[Opening Information section]
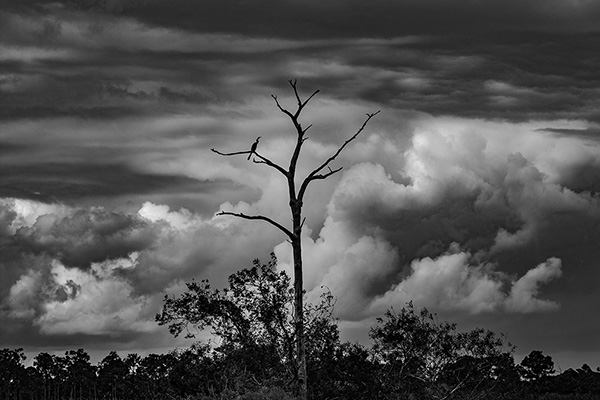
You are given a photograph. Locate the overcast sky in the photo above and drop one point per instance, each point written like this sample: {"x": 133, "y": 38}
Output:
{"x": 475, "y": 191}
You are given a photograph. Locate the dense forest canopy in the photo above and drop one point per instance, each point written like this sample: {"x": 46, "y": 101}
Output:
{"x": 411, "y": 354}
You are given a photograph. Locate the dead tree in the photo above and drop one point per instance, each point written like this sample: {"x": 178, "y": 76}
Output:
{"x": 296, "y": 196}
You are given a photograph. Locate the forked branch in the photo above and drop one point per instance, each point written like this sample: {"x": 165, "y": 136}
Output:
{"x": 260, "y": 217}
{"x": 315, "y": 174}
{"x": 263, "y": 159}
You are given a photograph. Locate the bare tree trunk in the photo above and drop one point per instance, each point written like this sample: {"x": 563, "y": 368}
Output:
{"x": 296, "y": 197}
{"x": 302, "y": 388}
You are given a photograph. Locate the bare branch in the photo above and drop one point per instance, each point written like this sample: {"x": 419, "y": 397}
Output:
{"x": 283, "y": 110}
{"x": 314, "y": 175}
{"x": 230, "y": 154}
{"x": 260, "y": 217}
{"x": 265, "y": 160}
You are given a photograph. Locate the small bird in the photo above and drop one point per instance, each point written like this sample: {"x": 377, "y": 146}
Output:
{"x": 253, "y": 148}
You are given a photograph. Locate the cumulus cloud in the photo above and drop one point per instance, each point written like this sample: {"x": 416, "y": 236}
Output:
{"x": 523, "y": 293}
{"x": 445, "y": 228}
{"x": 452, "y": 282}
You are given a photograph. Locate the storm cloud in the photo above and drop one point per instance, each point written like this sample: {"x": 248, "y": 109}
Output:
{"x": 474, "y": 192}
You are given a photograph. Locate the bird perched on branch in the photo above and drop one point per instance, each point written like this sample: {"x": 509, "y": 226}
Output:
{"x": 253, "y": 148}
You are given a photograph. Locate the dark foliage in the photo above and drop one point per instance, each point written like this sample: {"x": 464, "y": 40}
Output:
{"x": 413, "y": 356}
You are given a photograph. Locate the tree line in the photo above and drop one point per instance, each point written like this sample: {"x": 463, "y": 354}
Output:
{"x": 412, "y": 355}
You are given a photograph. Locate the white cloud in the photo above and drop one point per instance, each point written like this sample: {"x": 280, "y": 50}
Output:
{"x": 452, "y": 282}
{"x": 523, "y": 293}
{"x": 103, "y": 304}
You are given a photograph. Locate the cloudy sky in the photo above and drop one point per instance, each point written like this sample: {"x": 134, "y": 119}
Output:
{"x": 475, "y": 191}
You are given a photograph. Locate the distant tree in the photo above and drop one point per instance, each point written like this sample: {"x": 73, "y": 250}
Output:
{"x": 81, "y": 374}
{"x": 44, "y": 365}
{"x": 12, "y": 373}
{"x": 536, "y": 365}
{"x": 112, "y": 376}
{"x": 416, "y": 350}
{"x": 252, "y": 319}
{"x": 296, "y": 201}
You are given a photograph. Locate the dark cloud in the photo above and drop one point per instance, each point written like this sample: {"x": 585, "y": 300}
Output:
{"x": 64, "y": 182}
{"x": 117, "y": 102}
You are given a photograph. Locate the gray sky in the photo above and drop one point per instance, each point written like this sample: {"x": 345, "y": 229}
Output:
{"x": 473, "y": 193}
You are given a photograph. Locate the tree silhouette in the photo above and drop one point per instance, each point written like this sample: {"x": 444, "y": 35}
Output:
{"x": 536, "y": 365}
{"x": 296, "y": 197}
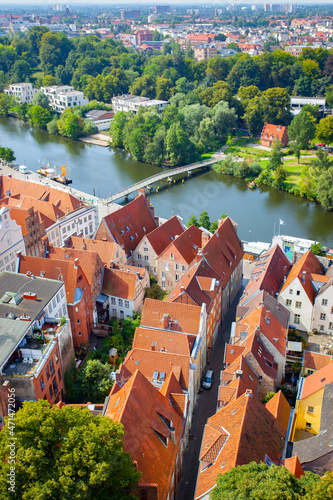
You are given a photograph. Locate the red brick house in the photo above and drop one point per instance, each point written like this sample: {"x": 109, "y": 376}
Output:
{"x": 270, "y": 131}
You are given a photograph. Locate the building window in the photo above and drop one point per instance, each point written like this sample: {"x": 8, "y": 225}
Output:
{"x": 51, "y": 365}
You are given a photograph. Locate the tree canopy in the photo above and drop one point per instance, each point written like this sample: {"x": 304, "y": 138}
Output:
{"x": 65, "y": 453}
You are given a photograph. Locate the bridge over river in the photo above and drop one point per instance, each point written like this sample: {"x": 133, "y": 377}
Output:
{"x": 169, "y": 173}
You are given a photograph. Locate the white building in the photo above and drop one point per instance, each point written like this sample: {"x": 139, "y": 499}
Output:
{"x": 24, "y": 91}
{"x": 11, "y": 240}
{"x": 129, "y": 102}
{"x": 64, "y": 97}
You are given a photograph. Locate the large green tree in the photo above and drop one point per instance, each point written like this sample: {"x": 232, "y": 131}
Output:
{"x": 64, "y": 453}
{"x": 302, "y": 129}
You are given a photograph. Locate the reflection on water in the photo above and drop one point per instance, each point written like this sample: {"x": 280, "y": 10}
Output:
{"x": 108, "y": 171}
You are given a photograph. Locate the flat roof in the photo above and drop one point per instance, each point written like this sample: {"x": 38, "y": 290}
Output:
{"x": 11, "y": 334}
{"x": 14, "y": 285}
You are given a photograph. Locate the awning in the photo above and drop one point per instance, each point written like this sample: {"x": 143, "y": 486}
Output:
{"x": 102, "y": 298}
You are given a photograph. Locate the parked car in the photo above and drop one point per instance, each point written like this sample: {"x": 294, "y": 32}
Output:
{"x": 208, "y": 379}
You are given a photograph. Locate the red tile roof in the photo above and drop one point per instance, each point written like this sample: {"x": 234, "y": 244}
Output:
{"x": 186, "y": 244}
{"x": 120, "y": 283}
{"x": 293, "y": 465}
{"x": 224, "y": 251}
{"x": 317, "y": 381}
{"x": 315, "y": 360}
{"x": 137, "y": 216}
{"x": 149, "y": 362}
{"x": 53, "y": 269}
{"x": 107, "y": 250}
{"x": 240, "y": 432}
{"x": 307, "y": 264}
{"x": 185, "y": 318}
{"x": 171, "y": 341}
{"x": 163, "y": 235}
{"x": 279, "y": 407}
{"x": 146, "y": 427}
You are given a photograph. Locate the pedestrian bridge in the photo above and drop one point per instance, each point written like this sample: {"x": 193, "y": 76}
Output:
[Closing Information section]
▶ _Work request_
Word for word, retype the material above without its pictures.

▶ _Response area_
You are given a photograph. Locate the overcast sky in the photo above and drop one point per instance, each point written like this sample: {"x": 133, "y": 38}
Output:
{"x": 475, "y": 191}
You are given a photograph. Locate the dense forest canopy in the photo above and drop one point per instance, each point written like this sample: {"x": 46, "y": 101}
Output:
{"x": 411, "y": 354}
You are given a photograph. Locate the dead tree in the photo above and drop one point per instance, each point written like this sample: {"x": 178, "y": 76}
Output:
{"x": 296, "y": 196}
You are given a photograph. Locate the forked branch in the photo above and drop one point per instance, each point written like this sample: {"x": 165, "y": 136}
Output:
{"x": 260, "y": 217}
{"x": 315, "y": 174}
{"x": 263, "y": 159}
You are given a photograph. Locate the bare tree trunk in the photo above and drop one point per instance, each point written like this sample: {"x": 563, "y": 368}
Output:
{"x": 296, "y": 197}
{"x": 302, "y": 388}
You are given a photograph. Locate the bare branch in the photo above and drop one point per instance, each point written like this sample: {"x": 419, "y": 397}
Output:
{"x": 283, "y": 110}
{"x": 314, "y": 175}
{"x": 230, "y": 154}
{"x": 260, "y": 217}
{"x": 265, "y": 160}
You are given a photograph. Locate the small bird in the photo above and drop one point per instance, each point written like this sample: {"x": 377, "y": 146}
Output:
{"x": 253, "y": 148}
You are given a photograph. Locate the cumulus cloud in the photo above and drop one point per instance, each point written like this sample: {"x": 416, "y": 236}
Output:
{"x": 523, "y": 293}
{"x": 445, "y": 228}
{"x": 452, "y": 282}
You are given a photograph. Locate the storm cloud in the photo above and drop one point per instance, each point written like this sample: {"x": 248, "y": 109}
Output:
{"x": 474, "y": 192}
You are given a photograph. Locate the bird perched on branch in the photo above and drop one point per instance, each point written like this sample: {"x": 509, "y": 226}
Output:
{"x": 253, "y": 148}
You are given a photograph. Locate the dark foliage in the photo above and drop one point per instance, each point written like this sample: {"x": 464, "y": 40}
Output:
{"x": 413, "y": 356}
You are given a photograph. Locate the tree line in the photo above and drop one point per instance, each point written like this sample: {"x": 463, "y": 354}
Output:
{"x": 412, "y": 355}
You are given a photograph. Locate the white cloud in the photo above and drop one point per instance, each point written like this sample: {"x": 280, "y": 50}
Output:
{"x": 452, "y": 282}
{"x": 523, "y": 293}
{"x": 103, "y": 304}
You are given a photograph. Locate the cloudy sky in the photo above and drop one point per instance, each point written like this sample: {"x": 134, "y": 119}
Output:
{"x": 475, "y": 191}
You are given a photograph. Locate the distant tree in the photo above and drop one point per instance, each point written like this sample: {"x": 73, "y": 250}
Output:
{"x": 81, "y": 374}
{"x": 44, "y": 365}
{"x": 12, "y": 373}
{"x": 536, "y": 365}
{"x": 112, "y": 376}
{"x": 416, "y": 350}
{"x": 252, "y": 319}
{"x": 296, "y": 201}
You are given a photograph. Locate the dark cloud in the photo above and drop one point per instance, each point written like this sample: {"x": 585, "y": 300}
Output:
{"x": 64, "y": 182}
{"x": 117, "y": 102}
You are given a photograph. Locate the gray sky in the photo above and drop one point per instance, each point written like this sample: {"x": 345, "y": 229}
Output:
{"x": 473, "y": 193}
You are given a photograph. Locate the tree silhouette in the photo above and drop one point per instance, each point written like this sample: {"x": 444, "y": 35}
Output:
{"x": 536, "y": 365}
{"x": 296, "y": 197}
You are given a photograph. Locate the red brick house in the photo above and drop one point per instance, each point written like this sample: {"x": 109, "y": 376}
Output:
{"x": 270, "y": 131}
You are given a photograph. Locate the building window in the photo above and drop one point per instance, each point written like this sample: {"x": 8, "y": 225}
Output:
{"x": 51, "y": 365}
You are given a photograph. Locate the tree canopy in the photo above and drop one point per instance, each point written like this sample: {"x": 304, "y": 138}
Output:
{"x": 65, "y": 453}
You are given a photograph. Locate the bridge over river in the photo above and drop one point per instance, each point written like this sample: {"x": 133, "y": 377}
Output:
{"x": 169, "y": 173}
You are given a photograph. Locate the white building in the photo above and drop one point per instance, each point written like this sample: {"x": 139, "y": 499}
Output:
{"x": 24, "y": 91}
{"x": 11, "y": 240}
{"x": 129, "y": 102}
{"x": 64, "y": 97}
You are given a photograph. Locate the large green tree in the photo above and drop one point per instance, each point written like this sample: {"x": 232, "y": 131}
Output:
{"x": 64, "y": 453}
{"x": 302, "y": 129}
You are given a photograph. Locate the reflection on water in the photo above and drop one point per instance, each point written like this sample: {"x": 280, "y": 10}
Output:
{"x": 108, "y": 171}
You are given a photograph. Locate the flat roof in the photo above and drop one point per instance, each point written like this sample: {"x": 38, "y": 290}
Output:
{"x": 11, "y": 334}
{"x": 14, "y": 285}
You are given a photograph. Locate the awning in the photo above and drop one point per instance, each point written like this sample: {"x": 143, "y": 486}
Output:
{"x": 102, "y": 298}
You are given a photograph. Locate the parked car in the photo above and drop one point per instance, each point written like this sample: {"x": 294, "y": 32}
Output:
{"x": 208, "y": 379}
You are given a photograph. Locate the red tile roof in the photo above and drop one point per instance, each point written like this sample: {"x": 234, "y": 244}
Output:
{"x": 186, "y": 244}
{"x": 120, "y": 283}
{"x": 293, "y": 465}
{"x": 224, "y": 251}
{"x": 317, "y": 381}
{"x": 315, "y": 360}
{"x": 137, "y": 216}
{"x": 149, "y": 362}
{"x": 53, "y": 269}
{"x": 107, "y": 250}
{"x": 240, "y": 432}
{"x": 307, "y": 264}
{"x": 185, "y": 318}
{"x": 171, "y": 341}
{"x": 163, "y": 235}
{"x": 279, "y": 407}
{"x": 146, "y": 427}
You are given a photograph. Locate the pedestrian bridge in the photo above and drop one point per instance, each point written like this sample: {"x": 193, "y": 76}
Output:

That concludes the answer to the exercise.